● SHORT PROBLEM
Summarize the article on Russian politics in 2010 in two sentences.

● DOCUMENT EXTRACT
•••

Russia 2010: Another Step Towards Catastrophe?
The population is decidedly disappointed in the “tandem”
By Garry Kasparov
December 30, 2010

In summing up the politics events of the year, I would dare to call this year a critical one. There is a trend of mass consciousness: Russian citizens are decidedly disappointed in the ruling party – United Russia – and their skepticism is gradually spreading to Vladimir Putin and Dmitri Medvedev. In 2010, the tandem definitively split up its spheres of influence: while the “national leader” appeals to the most conservative and uneducated segments of society, the function of the head of state is instead to evoke sympathy from the well-informed and dynamic minority focused on global integration.

•••

● DATA
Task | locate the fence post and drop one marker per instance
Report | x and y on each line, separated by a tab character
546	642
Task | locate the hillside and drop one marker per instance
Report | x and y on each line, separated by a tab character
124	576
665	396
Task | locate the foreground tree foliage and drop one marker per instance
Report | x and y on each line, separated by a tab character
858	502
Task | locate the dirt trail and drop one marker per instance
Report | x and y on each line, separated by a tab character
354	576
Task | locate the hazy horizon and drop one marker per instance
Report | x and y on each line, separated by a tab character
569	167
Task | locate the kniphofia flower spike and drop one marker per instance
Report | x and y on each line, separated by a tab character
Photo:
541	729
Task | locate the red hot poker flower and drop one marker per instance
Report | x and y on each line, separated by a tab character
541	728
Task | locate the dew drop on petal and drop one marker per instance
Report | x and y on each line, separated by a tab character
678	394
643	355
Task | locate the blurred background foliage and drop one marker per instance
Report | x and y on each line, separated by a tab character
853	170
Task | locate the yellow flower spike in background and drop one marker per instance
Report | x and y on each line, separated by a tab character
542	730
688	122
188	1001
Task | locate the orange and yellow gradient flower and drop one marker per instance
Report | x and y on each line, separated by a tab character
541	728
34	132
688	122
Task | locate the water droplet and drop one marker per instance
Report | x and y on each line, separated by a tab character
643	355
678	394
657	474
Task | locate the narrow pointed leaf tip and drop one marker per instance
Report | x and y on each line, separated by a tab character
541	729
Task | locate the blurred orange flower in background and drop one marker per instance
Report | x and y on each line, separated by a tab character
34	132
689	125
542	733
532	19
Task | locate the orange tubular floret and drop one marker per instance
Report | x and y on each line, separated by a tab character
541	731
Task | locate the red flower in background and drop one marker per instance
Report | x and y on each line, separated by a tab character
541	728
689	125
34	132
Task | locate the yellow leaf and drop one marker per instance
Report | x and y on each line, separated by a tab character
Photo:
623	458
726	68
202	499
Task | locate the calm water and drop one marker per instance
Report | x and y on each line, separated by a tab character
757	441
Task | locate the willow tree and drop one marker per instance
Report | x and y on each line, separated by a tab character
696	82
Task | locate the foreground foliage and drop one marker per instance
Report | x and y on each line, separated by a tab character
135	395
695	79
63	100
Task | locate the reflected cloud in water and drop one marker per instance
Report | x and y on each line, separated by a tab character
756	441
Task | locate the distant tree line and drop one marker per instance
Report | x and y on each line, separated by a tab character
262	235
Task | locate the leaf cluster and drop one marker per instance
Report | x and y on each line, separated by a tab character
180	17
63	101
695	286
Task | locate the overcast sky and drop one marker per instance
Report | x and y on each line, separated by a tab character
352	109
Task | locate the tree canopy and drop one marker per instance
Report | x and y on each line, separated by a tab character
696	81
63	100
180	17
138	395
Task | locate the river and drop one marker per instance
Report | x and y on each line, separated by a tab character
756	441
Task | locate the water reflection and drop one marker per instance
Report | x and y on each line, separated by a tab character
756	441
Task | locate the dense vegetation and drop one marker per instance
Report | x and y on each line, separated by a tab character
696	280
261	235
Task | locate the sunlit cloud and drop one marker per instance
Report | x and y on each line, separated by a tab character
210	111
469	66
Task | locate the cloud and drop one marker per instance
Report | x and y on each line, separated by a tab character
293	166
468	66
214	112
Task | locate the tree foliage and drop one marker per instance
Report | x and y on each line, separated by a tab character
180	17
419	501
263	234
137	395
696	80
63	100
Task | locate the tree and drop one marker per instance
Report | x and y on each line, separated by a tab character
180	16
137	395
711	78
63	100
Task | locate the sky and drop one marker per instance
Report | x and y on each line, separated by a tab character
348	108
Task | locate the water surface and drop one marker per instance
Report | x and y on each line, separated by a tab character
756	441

•••

● OUTPUT OF THE TASK
The article calls 2010 a critical year, as Russian citizens have grown decidedly disappointed in the ruling United Russia party, and that skepticism is gradually spreading to Vladimir Putin and Dmitri Medvedev. That year the tandem definitively split its spheres of influence: the "national leader" appeals to the most conservative and uneducated segments of society, while the head of state seeks sympathy from the well-informed, dynamic minority focused on global integration.